_TASK BRIEF_:
Search the entries for the word "white". Copy each line in which it is found.

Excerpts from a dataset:

════

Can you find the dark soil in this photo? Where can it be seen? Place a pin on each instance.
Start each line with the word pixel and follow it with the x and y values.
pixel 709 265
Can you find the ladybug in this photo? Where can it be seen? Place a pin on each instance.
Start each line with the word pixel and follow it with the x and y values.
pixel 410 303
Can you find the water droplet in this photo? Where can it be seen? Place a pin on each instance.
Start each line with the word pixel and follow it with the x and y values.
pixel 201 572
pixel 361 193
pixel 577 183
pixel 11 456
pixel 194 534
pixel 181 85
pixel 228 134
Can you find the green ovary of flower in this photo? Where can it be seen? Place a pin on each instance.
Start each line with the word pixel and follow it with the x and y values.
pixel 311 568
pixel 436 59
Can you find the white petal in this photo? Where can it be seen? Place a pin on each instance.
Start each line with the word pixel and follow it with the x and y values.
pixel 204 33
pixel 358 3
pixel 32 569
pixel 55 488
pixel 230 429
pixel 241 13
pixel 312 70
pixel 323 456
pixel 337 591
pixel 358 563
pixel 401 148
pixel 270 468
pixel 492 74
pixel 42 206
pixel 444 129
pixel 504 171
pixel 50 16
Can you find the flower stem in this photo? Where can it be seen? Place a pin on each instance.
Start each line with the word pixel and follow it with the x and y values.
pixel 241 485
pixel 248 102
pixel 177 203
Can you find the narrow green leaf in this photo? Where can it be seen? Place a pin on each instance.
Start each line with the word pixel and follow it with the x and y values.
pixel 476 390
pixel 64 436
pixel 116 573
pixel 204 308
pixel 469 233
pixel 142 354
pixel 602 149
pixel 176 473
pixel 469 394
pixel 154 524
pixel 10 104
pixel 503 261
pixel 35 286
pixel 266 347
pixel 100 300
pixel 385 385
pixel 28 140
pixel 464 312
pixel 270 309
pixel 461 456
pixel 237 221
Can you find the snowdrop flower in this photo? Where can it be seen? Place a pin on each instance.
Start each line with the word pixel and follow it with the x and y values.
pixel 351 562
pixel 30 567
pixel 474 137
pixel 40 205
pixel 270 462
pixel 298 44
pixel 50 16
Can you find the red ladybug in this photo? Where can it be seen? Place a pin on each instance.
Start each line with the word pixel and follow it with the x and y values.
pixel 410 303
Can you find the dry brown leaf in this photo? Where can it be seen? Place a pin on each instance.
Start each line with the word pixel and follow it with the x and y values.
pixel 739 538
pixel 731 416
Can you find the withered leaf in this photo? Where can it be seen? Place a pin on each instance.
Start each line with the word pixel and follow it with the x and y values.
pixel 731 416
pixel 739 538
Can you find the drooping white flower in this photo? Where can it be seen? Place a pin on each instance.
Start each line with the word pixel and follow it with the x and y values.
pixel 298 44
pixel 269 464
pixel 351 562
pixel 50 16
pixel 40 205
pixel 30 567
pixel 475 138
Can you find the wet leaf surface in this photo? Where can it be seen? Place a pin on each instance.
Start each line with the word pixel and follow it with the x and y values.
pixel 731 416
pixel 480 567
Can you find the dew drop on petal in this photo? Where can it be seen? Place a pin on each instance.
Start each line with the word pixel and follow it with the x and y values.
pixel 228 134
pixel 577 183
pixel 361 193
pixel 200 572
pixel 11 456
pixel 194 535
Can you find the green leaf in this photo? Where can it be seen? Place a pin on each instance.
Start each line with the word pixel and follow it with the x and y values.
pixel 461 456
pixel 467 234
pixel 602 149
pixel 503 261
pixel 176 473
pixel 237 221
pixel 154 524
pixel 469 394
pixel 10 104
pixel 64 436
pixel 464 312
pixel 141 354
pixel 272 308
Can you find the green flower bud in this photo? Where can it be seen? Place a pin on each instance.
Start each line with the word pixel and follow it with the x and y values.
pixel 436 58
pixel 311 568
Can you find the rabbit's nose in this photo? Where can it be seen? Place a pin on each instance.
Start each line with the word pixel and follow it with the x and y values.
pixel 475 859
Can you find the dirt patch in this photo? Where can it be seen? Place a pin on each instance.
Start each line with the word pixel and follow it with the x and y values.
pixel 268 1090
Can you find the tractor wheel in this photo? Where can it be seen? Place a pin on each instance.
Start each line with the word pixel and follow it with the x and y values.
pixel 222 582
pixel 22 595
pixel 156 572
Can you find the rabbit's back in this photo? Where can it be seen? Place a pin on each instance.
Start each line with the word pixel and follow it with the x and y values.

════

_ANSWER_:
Can you find the white petal in this photo? Where can it be seen? Place a pin on each instance.
Can you find the drooping white flower in this photo? Where can it be seen? Place a pin on each instance.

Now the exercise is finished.